## EXCERPT:
☆ ☆ ☆
Phony space weaponization: the case of Radarsat-2

Diplomats know it is hard enough defining what is and is not a “space weapon”, and that this difficulty has stymied productive discussions of treaty controls over their proliferation (see “Space weapons: hardware, paperware, beware?”, The Space Review, November 13, 2006). Something as innocuous as a screwdriver, thrust through a pressure hose, becomes a means of destruction—a “weapon”. But something as dangerous as a handgun, packed into a Soyuz survival kit, gets treated (by Russian demand) as a “survival tool” exempt from any weapons treaty.

Now, to add to the murkiness, there’s the phenomenon of falsely accusing a space vehicle of being a “weapon”. For domestic or international political propaganda profits, innuendo or outright accusations against a project can be issued, perhaps significantly degrading the project’s international partnerships and agreements. It’s even possible that the accusations are sincere, based on delusions and misconceptions about space flight on the part of the accusers. However, more likely the propagandists are relying on exploiting the biases and misconceptions they know exist in their target audiences.

The Soviet Union did this in the early 1980s with a campaign against the Space Shuttle that reached the point of proposing a denial of USSR territory overflight rights if shuttle astronauts did not prove they were “peaceful”. This approach mercifully died with Andropov, the ex-KGB head who as premier brought the USSR far closer to nuclear war with the US than was even realized at the time.

For domestic or international political propaganda profits, innuendo or outright accusations against a project can be issued, perhaps significantly degrading the project’s international partnerships and agreements.

Two years ago, when NASA’s Deep Impact probe sent a sub-satellite to impact the comet Tempel 1, Egyptian geologist Dr. Zaghlul Al-Naggar told Al-Jazeera TV that it was a weapons test. “The main goal of this operation is military,” he claimed. “America wants to prove to the world that it is capable of hitting a target with a circumference of no more than six kilometers, hundreds of millions of kilometers away. The goal is first and foremost a military one, and its scientific benefit is negligible.” And the “Islamic Community Net” posted a message labeling the event a “planetary death weapons test” which “provided military observers with significant data and analysis concerning the proper design for kinetic energy weapons configured to slam into an Earth ground target, releasing an explosion similar to an atomic weapon.”
☆ ☆ ☆
## DATA LINES:

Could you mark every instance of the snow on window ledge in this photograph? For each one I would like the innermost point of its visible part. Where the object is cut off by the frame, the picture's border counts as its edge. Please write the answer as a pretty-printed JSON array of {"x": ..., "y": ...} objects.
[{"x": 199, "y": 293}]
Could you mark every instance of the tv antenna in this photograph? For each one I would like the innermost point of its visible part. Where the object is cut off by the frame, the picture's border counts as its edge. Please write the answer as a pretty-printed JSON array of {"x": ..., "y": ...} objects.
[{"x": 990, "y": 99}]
☆ ☆ ☆
## DIRECTIONS FOR THIS TASK:
Reproduce word for word the part of the Radarsat-2 excerpt starting with "Now, to add" and going on through "their target audiences.".

## CORRECT RESULT:
Now, to add to the murkiness, there’s the phenomenon of falsely accusing a space vehicle of being a “weapon”. For domestic or international political propaganda profits, innuendo or outright accusations against a project can be issued, perhaps significantly degrading the project’s international partnerships and agreements. It’s even possible that the accusations are sincere, based on delusions and misconceptions about space flight on the part of the accusers. However, more likely the propagandists are relying on exploiting the biases and misconceptions they know exist in their target audiences.